# YOUR ASSIGNMENT:
Copy each line of the listing below exactly.

────────────────

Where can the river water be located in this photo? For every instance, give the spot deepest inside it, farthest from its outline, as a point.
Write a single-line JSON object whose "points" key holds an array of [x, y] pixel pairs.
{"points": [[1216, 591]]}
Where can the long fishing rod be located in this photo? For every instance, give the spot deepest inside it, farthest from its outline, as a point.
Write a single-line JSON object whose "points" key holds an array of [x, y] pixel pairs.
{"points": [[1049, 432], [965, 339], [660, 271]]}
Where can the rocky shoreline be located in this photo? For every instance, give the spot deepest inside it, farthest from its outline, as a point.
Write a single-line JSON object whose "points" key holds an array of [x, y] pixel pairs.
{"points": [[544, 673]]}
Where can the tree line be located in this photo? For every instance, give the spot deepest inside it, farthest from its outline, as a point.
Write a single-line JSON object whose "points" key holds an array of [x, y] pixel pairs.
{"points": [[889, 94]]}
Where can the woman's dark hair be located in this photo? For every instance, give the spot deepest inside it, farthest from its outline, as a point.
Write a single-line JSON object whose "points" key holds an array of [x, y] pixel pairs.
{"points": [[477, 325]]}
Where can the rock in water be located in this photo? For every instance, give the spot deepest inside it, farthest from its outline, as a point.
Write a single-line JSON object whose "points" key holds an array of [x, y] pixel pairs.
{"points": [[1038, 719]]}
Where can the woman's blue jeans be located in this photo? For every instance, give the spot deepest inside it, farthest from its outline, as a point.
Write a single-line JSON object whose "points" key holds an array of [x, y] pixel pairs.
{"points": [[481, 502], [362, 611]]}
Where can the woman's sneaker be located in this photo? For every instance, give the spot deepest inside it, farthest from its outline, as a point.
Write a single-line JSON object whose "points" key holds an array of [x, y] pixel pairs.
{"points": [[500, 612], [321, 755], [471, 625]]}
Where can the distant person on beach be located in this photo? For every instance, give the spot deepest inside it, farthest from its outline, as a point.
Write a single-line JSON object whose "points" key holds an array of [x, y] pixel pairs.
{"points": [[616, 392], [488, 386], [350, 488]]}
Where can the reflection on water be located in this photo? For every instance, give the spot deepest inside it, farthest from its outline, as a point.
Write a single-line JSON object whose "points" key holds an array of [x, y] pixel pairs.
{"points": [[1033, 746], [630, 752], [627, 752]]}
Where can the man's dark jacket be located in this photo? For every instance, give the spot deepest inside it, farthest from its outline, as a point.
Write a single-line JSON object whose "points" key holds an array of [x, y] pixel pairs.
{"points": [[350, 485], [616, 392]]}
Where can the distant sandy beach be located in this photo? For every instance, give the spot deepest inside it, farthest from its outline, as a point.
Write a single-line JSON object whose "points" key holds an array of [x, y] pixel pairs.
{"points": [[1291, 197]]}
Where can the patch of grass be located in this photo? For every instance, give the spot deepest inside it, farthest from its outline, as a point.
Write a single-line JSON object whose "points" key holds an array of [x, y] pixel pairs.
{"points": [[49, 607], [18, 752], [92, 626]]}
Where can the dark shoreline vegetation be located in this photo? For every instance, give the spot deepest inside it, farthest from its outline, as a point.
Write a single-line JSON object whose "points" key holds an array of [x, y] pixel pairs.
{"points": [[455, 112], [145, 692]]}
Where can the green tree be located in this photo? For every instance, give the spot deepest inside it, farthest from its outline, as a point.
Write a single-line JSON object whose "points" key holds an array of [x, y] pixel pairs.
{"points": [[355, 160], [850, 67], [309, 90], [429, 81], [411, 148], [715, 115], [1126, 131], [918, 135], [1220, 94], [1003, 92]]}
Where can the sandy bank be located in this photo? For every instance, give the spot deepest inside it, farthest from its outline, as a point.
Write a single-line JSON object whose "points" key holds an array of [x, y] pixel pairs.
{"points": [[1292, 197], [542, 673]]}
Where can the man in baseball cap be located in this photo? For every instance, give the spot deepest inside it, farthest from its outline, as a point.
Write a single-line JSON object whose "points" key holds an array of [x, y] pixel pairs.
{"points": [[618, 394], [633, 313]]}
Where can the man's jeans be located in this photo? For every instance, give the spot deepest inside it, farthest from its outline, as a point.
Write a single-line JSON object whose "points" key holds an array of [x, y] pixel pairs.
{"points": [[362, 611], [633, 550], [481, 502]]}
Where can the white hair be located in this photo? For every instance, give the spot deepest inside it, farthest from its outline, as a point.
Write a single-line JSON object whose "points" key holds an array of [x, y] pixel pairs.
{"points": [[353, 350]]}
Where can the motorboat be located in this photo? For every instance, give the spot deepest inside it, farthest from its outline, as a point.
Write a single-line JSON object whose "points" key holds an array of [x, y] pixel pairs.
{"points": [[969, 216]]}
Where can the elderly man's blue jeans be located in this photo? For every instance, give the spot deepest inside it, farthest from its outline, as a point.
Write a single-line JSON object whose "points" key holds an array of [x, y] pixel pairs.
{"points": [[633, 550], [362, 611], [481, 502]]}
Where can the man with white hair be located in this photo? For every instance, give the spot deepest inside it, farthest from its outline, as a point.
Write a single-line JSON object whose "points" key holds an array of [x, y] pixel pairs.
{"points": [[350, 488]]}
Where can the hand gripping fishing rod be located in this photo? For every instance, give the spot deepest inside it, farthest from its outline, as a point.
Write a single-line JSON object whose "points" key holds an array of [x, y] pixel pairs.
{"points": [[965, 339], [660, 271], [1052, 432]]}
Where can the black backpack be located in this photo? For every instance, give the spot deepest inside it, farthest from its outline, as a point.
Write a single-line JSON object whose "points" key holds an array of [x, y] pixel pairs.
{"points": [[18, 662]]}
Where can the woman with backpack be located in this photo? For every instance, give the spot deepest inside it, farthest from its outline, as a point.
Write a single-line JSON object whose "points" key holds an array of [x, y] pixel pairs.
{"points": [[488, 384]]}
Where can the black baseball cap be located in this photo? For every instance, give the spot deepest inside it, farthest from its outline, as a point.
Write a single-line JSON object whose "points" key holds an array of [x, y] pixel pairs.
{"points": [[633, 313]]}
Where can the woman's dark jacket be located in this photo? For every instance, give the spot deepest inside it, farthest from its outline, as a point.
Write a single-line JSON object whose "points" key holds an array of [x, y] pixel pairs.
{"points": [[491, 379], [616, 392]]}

────────────────

# PROBLEM SOLUTION:
Where can the river water be located in this photo? For every instance, give the spot deepest inside it, farthest from its outline, as a point.
Write a single-line JSON object whose "points" key holds an array of [x, y] pixel pairs.
{"points": [[1216, 591]]}
Where can the long fishing rod be located in this photo? For every instance, give the spot deepest inside it, farthest from its outline, as a point.
Write a single-line JSON object whose "points" key holds an array of [x, y] pixel pairs.
{"points": [[1049, 432], [965, 339], [660, 271]]}
Where can the rocky shoreline be located in this photo? For every instance, give the spot deepest inside it, farthest from its outline, as a point.
Write a single-line JSON object whose "points" key holds an array of [x, y] pixel pairs.
{"points": [[544, 673]]}
Where can the tree line be located in this photo? For every instance, give the spot deepest inside it, farthest from its outline, as a point.
Write a single-line JSON object whose "points" key holds an array of [x, y] pixel pairs.
{"points": [[889, 94]]}
Where can the woman's dark hair be located in this photo? For every instance, give the spot deepest inside it, farthest from its outline, as a point.
Write a single-line JSON object whose "points" key holds an array of [x, y] pixel pairs.
{"points": [[477, 325]]}
Where can the rock in water be located in this photo? For every instance, give the spot deepest inside it, farthest from its outline, as a point.
Write a single-line JSON object whose "points" key holds an array of [x, y] pixel pairs.
{"points": [[1038, 719]]}
Where can the woman's blue jeans be located in this photo? For every instance, give the spot deepest inside it, farthest from its outline, as a point.
Write a single-line JSON object whose "points" key holds an array of [x, y] pixel pairs.
{"points": [[481, 502], [362, 611]]}
Where can the woman's sneaker be located in this photo? For every instance, give the spot deepest inside it, farthest from its outline, as a point.
Write a single-line JSON object whose "points" key holds an array of [x, y] pixel pairs.
{"points": [[500, 612], [321, 755], [471, 625]]}
Where can the distant person on beach be located in this photo? For every instance, give the spot deepest inside it, farthest from its outline, as a point.
Write a single-line JSON object whose "points" key holds an array of [x, y] pixel pairs.
{"points": [[616, 392], [488, 386], [350, 488]]}
Where can the reflection on water be located in this photo? For every instance, give the spot deepest inside it, farthest from its outline, as a point.
Write a single-line JSON object whose "points" key holds an array of [x, y] pixel pairs.
{"points": [[1033, 746], [630, 752], [627, 752]]}
Where can the man's dark jacket be located in this photo? For every instance, give the spot deepest inside it, farthest from its outline, as a point.
Write a single-line JSON object whose "points" key holds an array of [x, y] pixel pairs.
{"points": [[350, 485], [616, 392]]}
Where can the distant sandy beach be located in this photo? For every instance, give the spot deepest inside it, farthest from its outline, as a point.
Write a single-line JSON object whose "points" key holds an array of [x, y] pixel pairs.
{"points": [[1291, 197]]}
Where can the patch of grass be located in this photo? For every instance, give the spot deepest inside it, farthest from its outline, as a point.
Write a single-line JSON object whose "points" key holds an array of [x, y] pixel pairs.
{"points": [[49, 607], [18, 752], [92, 626]]}
Where can the dark shoreline vegetation be located in this photo? For every instance, give the spot deepest inside it, farthest from its outline, as a point.
Write a single-line JSON object whose "points" key holds an array of [x, y] pixel pairs.
{"points": [[455, 112], [145, 692]]}
Where can the green tree be located in this photo? For every instance, give the spot deepest inside it, farthest from its outline, as a point.
Write a single-line JSON object whose "points" key holds an array of [x, y] pixel pairs.
{"points": [[355, 160], [850, 67], [309, 90], [429, 81], [411, 148], [715, 115], [1126, 131], [918, 135], [1220, 94], [1003, 92]]}
Where can the sandy bank be located in this photo? For every instance, give the spot deepest inside it, farthest from its outline, as a point.
Write a single-line JSON object whose "points" key holds an array of [x, y] pixel pairs.
{"points": [[1292, 197], [542, 673]]}
Where can the man in baseball cap be located in this photo? For every instance, give the spot deepest inside it, farthest from its outline, as a point.
Write a single-line JSON object whose "points" key holds an array of [x, y] pixel pairs.
{"points": [[618, 394], [633, 313]]}
Where can the man's jeans be located in this photo? For every instance, give the spot deepest inside it, farthest from its outline, as a point.
Write a single-line JSON object whose "points" key holds an array of [x, y] pixel pairs.
{"points": [[362, 611], [633, 550], [481, 502]]}
Where can the white hair be located in this photo? For every instance, give the spot deepest inside it, farthest from its outline, as a point.
Write a single-line JSON object whose "points" key holds an array of [x, y] pixel pairs.
{"points": [[353, 350]]}
Where can the motorboat be located in this photo? For every instance, give the spot deepest inside it, farthest from its outline, as a point.
Write a single-line JSON object whose "points" key holds an array of [x, y] pixel pairs.
{"points": [[969, 216]]}
Where can the elderly man's blue jeans be located in this photo? For every instance, give the spot deepest inside it, farthest from its outline, as a point.
Write a single-line JSON object whose "points" key holds an array of [x, y] pixel pairs.
{"points": [[633, 550], [362, 611], [481, 502]]}
Where can the man with white hair be located in this photo? For every instance, give the spot deepest inside it, farthest from its outline, as a point.
Write a single-line JSON object whose "points" key holds an array of [x, y] pixel pairs.
{"points": [[350, 488]]}
Where can the hand gripping fishing rod be located in this photo? For every instance, give the spot deepest inside it, farthest from its outline, as a point.
Write a single-line JSON object whose "points" key holds an array of [x, y] pixel pairs.
{"points": [[965, 339], [660, 271], [1052, 432]]}
Where can the black backpack be located in this photo? For every instance, give the spot deepest inside it, farthest from its outline, as a point.
Write a single-line JSON object whose "points" key holds an array of [x, y] pixel pairs.
{"points": [[18, 662]]}
Where can the woman with backpack be located in this photo? For every instance, give the spot deepest inside it, farthest from its outline, as a point.
Write a single-line JSON object whose "points" key holds an array of [x, y] pixel pairs.
{"points": [[488, 384]]}
Where can the black baseball cap be located in this photo? For every instance, give the spot deepest inside it, farthest from its outline, as a point.
Write a single-line JSON object whose "points" key holds an array of [x, y] pixel pairs.
{"points": [[633, 313]]}
Where can the woman's dark jacket be located in this photo? For every instance, give the spot deepest inside it, farthest from its outline, as a point.
Write a single-line JSON object whose "points" key holds an array of [x, y] pixel pairs.
{"points": [[491, 379], [616, 392]]}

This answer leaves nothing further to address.